> Page text
───

Based on these observations and his experience, the officer concluded that Macfie was impaired. He was arrested and breath samples were demanded. Macfie was transported to the police station where two breath samples were obtained, both reading 130 mg per cent. He was charged with having care and control of a motor vehicle (1) while impaired by alcohol and (2) with a blood alcohol level exceeding 80 mg per cent.
At trial in Saskatchewan Provincial Court, the judge concluded that Macfie’s arrest and detention had been arbitrary under s. 9 of the Charter. There were enough grounds for a “reasonable suspicion”, which would have justified a detention and a roadside screening device demand, but the grounds fell short of the higher reasonable belief threshold required for an arrest and an evidentiary breath demand. Although the officer had the requisite subjective belief, – the judge suggested more observation and articulation may have been done to meet the objective standard. The judge also considered evidence that did not exist, such as continued slurring of speech, erratic driving and walking, balance or comprehension problems. In the judge’s view, the totality of the circumstances was not capable of objectively supporting the officer’s honestly held belief. As a result of this finding – and a s. 10(b) right to counsel breach – the breathalyzer readings as well as all the officer’s observations were excluded under s. 24(2). Without this evidence, the Crown was unable to establish the essential elements on either charge and Macfie was found not guilty.

───

> Problems and tasks
(A) Copy the part of the court case text that opens with the words containing "Based on these" and closes with "80 mg per cent.", swapping "breath samples" for "breath tests".
(B) Render the part of the records that opens with the line containing "pinpoint the concrete" and closes with the line containing "48;108;800;167" as a numbered list, leaving out any blank lines.
The records after this court case text are separate material with no connection to it.

> Data shown
───

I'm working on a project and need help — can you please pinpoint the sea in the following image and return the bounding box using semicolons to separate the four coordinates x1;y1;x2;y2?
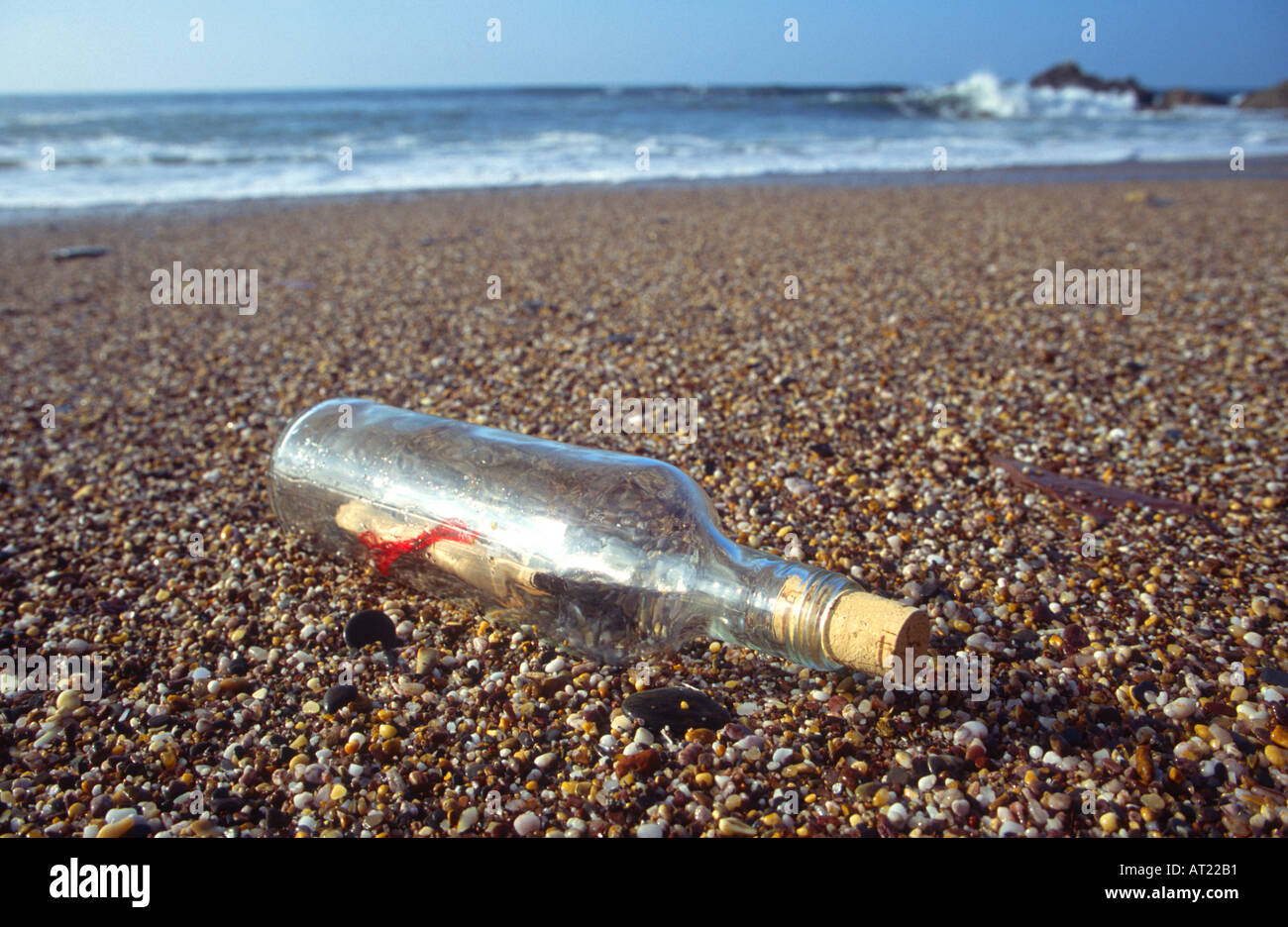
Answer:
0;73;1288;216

───

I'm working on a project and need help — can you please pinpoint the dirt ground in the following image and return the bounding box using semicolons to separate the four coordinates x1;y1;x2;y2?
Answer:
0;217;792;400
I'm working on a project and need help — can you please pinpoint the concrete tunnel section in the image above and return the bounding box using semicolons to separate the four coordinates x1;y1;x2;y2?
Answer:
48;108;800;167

───

> The solutions
(A)
Based on these observations and his experience, the officer concluded that Macfie was impaired. He was arrested and breath tests were demanded. Macfie was transported to the police station where two breath tests were obtained, both reading 130 mg per cent. He was charged with having care and control of a motor vehicle (1) while impaired by alcohol and (2) with a blood alcohol level exceeding 80 mg per cent.

(B)
1. I'm working on a project and need help — can you please pinpoint the concrete tunnel section in the image above and return the bounding box using semicolons to separate the four coordinates x1;y1;x2;y2?
2. Answer:
3. 48;108;800;167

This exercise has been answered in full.